- [Supplied material]:

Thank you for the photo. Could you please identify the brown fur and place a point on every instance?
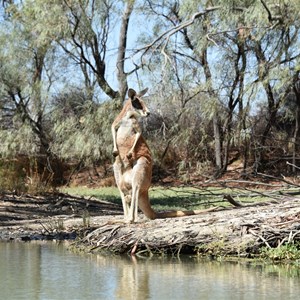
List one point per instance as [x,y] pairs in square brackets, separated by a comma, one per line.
[133,165]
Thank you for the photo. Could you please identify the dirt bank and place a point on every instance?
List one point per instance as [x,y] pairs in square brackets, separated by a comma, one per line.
[98,226]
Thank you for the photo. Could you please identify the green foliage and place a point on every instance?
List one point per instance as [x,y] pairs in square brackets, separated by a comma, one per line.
[12,177]
[288,251]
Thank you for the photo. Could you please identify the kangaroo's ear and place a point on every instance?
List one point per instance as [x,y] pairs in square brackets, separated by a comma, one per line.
[131,93]
[143,92]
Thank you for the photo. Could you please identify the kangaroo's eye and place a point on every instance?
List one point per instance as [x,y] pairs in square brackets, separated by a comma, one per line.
[136,104]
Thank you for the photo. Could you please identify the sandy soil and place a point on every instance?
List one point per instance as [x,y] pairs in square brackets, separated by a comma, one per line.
[98,225]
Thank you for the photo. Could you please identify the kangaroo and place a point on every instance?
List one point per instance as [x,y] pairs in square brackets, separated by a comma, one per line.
[133,162]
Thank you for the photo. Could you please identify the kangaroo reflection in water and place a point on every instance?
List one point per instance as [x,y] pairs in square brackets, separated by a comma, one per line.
[133,282]
[172,278]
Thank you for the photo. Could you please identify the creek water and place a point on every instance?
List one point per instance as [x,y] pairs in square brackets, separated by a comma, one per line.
[49,271]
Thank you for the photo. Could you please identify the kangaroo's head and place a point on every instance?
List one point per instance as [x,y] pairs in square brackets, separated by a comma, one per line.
[137,103]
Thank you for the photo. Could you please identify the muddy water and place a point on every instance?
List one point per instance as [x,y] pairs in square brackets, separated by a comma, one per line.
[48,271]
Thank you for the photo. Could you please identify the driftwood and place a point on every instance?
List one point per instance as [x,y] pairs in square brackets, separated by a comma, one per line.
[98,226]
[239,231]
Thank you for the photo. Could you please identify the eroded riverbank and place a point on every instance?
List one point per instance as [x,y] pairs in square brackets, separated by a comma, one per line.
[98,226]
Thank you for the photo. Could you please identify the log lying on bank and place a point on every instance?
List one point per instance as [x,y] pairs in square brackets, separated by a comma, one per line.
[240,231]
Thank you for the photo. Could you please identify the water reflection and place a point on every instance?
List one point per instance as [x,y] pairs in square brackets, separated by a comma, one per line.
[49,271]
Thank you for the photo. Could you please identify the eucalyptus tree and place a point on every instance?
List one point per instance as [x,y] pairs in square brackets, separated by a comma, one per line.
[244,52]
[48,49]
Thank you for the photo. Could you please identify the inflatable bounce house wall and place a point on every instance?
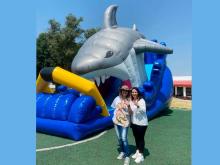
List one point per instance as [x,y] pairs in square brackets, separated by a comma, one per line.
[111,57]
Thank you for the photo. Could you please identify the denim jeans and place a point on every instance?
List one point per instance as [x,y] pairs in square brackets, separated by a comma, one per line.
[122,135]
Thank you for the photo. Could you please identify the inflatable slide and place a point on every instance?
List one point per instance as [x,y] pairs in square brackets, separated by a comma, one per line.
[113,56]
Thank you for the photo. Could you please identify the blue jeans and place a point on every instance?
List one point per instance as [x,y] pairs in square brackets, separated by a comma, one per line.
[122,135]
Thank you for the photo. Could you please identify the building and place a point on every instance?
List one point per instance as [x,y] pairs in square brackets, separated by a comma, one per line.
[182,86]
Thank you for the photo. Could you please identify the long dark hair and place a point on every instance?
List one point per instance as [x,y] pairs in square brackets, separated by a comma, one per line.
[120,92]
[139,93]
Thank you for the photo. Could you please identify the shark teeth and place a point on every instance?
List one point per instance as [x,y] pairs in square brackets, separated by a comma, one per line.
[100,79]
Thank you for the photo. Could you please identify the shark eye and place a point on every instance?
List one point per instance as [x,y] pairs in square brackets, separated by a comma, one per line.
[109,54]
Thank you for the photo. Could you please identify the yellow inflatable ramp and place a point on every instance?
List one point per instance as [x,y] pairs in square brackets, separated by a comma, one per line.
[71,80]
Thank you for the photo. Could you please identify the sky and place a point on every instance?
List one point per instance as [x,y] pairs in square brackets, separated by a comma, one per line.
[169,21]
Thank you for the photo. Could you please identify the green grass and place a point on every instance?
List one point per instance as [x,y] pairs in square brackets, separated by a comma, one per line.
[168,142]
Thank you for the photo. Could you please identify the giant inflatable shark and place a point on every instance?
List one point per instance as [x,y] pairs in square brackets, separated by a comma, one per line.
[115,51]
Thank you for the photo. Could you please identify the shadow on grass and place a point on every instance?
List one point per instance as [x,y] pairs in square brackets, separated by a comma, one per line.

- [Task description]: Print all of the entries word for word. Skip any images they contain.

- [Full response]:
Thank you for the photo. Could you please identify the brown fur and place a point on every instance?
List one point per instance as [x,y] pairs in square brackets, separated by a comma, one per line.
[133,165]
Thank you for the photo. Could you please identify the dirt bank and place a point on every instance?
List one point per instance as [x,y] pairs in square brackets, separated by a comma, one per line.
[98,226]
Thank you for the photo. Could you please identify the green foliage and place a point on every instance?
List one point per instance as [x,y] pairs in square brackets, separated by a comma, one per line.
[12,177]
[288,251]
Thank you for the photo. Could you please identify the kangaroo's ear and place a point on every instance?
List one point per instance as [x,y] pairs in square brackets, separated by a comma, one per line.
[131,93]
[143,92]
Thank you for the photo. Could you please identify the kangaroo's eye and place a point on every instance?
List one point per instance as [x,y] pairs in square brackets, separated by a comma, one per line.
[136,104]
Thank you for the photo. Could you please identify the sandy soil and place a point on every instance?
List one point per instance as [x,y] pairs in square brackets, separated by a comma, one per line.
[98,225]
Thank you for the photo. Could you please identify the kangaroo and place a point on every instance?
List one point per instance as [x,y] pairs in square brackets, separated by a comma, one per line.
[133,162]
Thank you for the photo. Could you please identify the kangaroo reflection in water and place a point on every instance?
List one point per instance as [x,y] pairs in square brackets, separated by a comma, one per line.
[133,282]
[172,278]
Thank you for the photo. Could you please identify the creek water and place a point on every instance?
List one point per instance as [x,y] pairs in square brackets, separated by a comma, one per line.
[49,271]
Thank you for the photo. Could you please identify the kangaroo's head and place a point on every instance?
List one point per instance as [x,y] pairs in square brackets, separated by a comma, one per line.
[137,103]
Thank you for the photo. Could you please identify the muddy water and place a point on every instance?
List one point per instance as [x,y] pairs in square brackets, separated by a comma, one per line.
[48,271]
Thank you for the photo. Could you please identify the driftwood and place a point on every instance?
List one point per instance as [x,y] pairs in square brackets, separated by a comma, one per line.
[98,226]
[239,231]
Thank you for the photo. Could you please identify the eroded riverbank and place a point on every instance?
List one point per instance as [x,y] pairs in square brackets, separated by a comma, one per line.
[98,226]
Thank you for the photo. Could you please identify the log lying on bank and place a point on every instance?
List one point per instance as [x,y] pairs in square brackets, separated by a comma, one per line.
[240,231]
Thank you for the photo. Could you please identify the water reflection and place a point on every instance?
List one point per instance as [x,y] pairs in square brackets, separated by a comma, one per line.
[49,271]
Thank you for the photo. Could you please identify the eucalyptus tree and place a point on every instance?
List one point per instance as [x,y] pairs in square brackets, separated by a comma, one per line.
[244,52]
[48,49]
Thank you for the photo. Could you please identify the inflatable bounce house wall and place a point on every instance?
List one point per instance as [x,y] pairs in square brackets, separated by a comma, one per line.
[111,57]
Thank you for the photo. Could you please identify the denim jeans and place a point on every instance?
List one point per instance as [x,y] pairs in square brackets, separated by a comma, one per line.
[122,135]
Thank you for the photo. Could you please identify the inflatable slide and place a point on every instance?
List one point per instance as [x,y] pairs in square brackets, separated by a comma, one per line.
[113,56]
Thank you for the photo. Could you please identify the blue jeans and place a point on every instance?
List one point per instance as [x,y] pairs in square brackets, separated by a comma, one per line.
[122,135]
Thank you for the photo. Could you please identify the building and place a point on every instance?
List one point per instance as [x,y] pairs in square brackets, separated by a comma, one per line.
[182,86]
Thank you for the photo. Could you please identify the long dark hair and place a point on every instance?
List one point per instance as [x,y] pairs in square brackets, separated by a comma, one per line.
[120,92]
[139,93]
Thank you for the photo. Could you please identify the shark teeth and place a point on every instance?
List one point per instance as [x,y] pairs in square brackets, separated by a comma, one per line.
[100,79]
Thank you for the photo. Could you please identify the shark eye and place a point on every instance?
List one point per instance as [x,y] pairs in square brackets, separated by a comma, one per line.
[109,54]
Thank you for the photo. Could you please identify the yellow inflatable ramp and place a point on every instance?
List one point per instance as [x,y] pairs in square brackets, separated by a comma, one per line.
[71,80]
Thank you for the photo. Could you please identify the sky and place a point on every instance?
List one point per instance as [x,y] pairs in square brackets, separated by a comma, one per line.
[169,21]
Thank you for the photo. Could you please identify the green grass and place a point on every instance?
List one point per instance as [x,y] pairs in square brackets, separated by a comma, one per line.
[168,142]
Thank you for the photo. Could you please identify the giant inflatable shark and place a point on every instance?
List one point per instance as [x,y] pairs in square brackets, separated by a comma, one per line.
[115,51]
Thank you for the photo. Could you please identify the shadow on grass and place a point on every instance?
List one point per instance as [x,y] pairs in square brackets, separated by a comma, one per line.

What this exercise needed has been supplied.